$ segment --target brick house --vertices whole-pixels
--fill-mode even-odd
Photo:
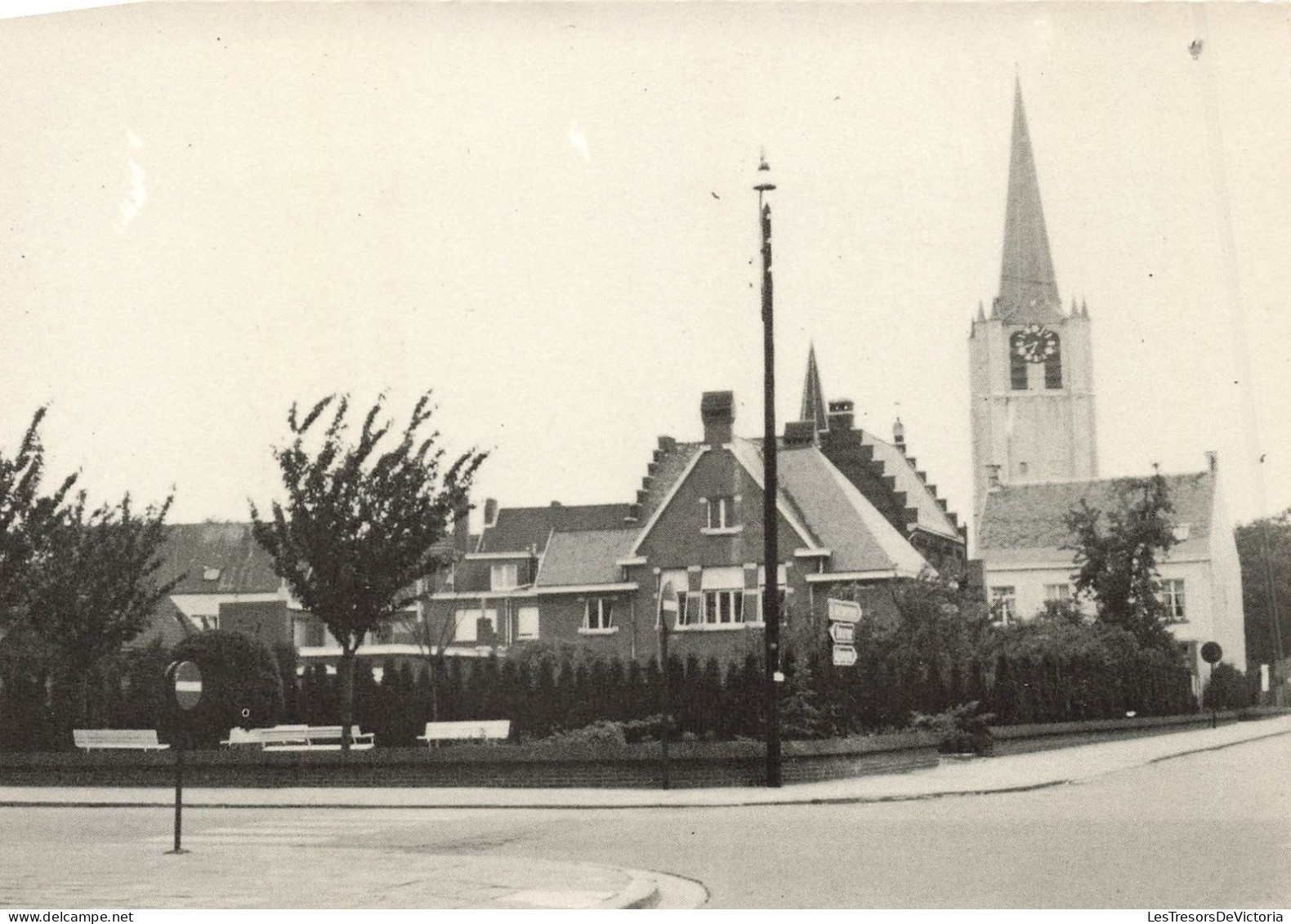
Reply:
[[[634,505],[487,502],[479,539],[429,598],[447,649],[542,641],[647,659],[670,582],[673,652],[731,661],[760,650],[764,449],[735,435],[733,409],[731,392],[705,394],[702,440],[661,436]],[[963,533],[945,502],[901,444],[853,427],[849,401],[790,423],[776,453],[786,641],[824,638],[830,596],[878,612],[893,582],[962,570]]]

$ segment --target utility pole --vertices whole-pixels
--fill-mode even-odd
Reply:
[[[771,285],[771,203],[768,192],[776,188],[771,182],[771,168],[766,156],[758,164],[758,222],[762,228],[762,458],[763,458],[763,568],[766,579],[762,588],[762,614],[766,623],[767,662],[767,786],[780,786],[780,557],[776,547],[776,341],[775,314]]]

▶ **Written exercise**: Rewrite every line of the data above, requests included, and scale only the vertex coordinates in the answers by 0.35, rounding each to a whole number with halves rounded up. Leave the pictures out.

▶ **Expected answer**:
$ segment --target brick house --vertices whole-pixels
--fill-mode even-odd
Photo:
Reply:
[[[222,177],[170,176],[168,189],[150,209],[156,227],[190,224],[226,231],[235,204],[236,228],[256,231],[266,228],[267,157],[257,152],[257,143],[256,137],[247,138],[246,154],[231,153]],[[337,187],[331,176],[315,155],[299,149],[297,140],[277,148],[272,159],[275,224],[288,223],[291,209],[307,214],[313,204],[337,200]]]

$ segment --target utility pole --vertices whole-pixels
--fill-mode even-odd
Reply:
[[[270,100],[270,71],[269,67],[272,66],[270,64],[270,59],[268,55],[265,57],[265,78],[267,80],[267,160],[267,160],[267,199],[268,203],[267,206],[267,215],[268,218],[268,232],[268,275],[273,275],[273,195],[272,191],[272,119],[271,110]]]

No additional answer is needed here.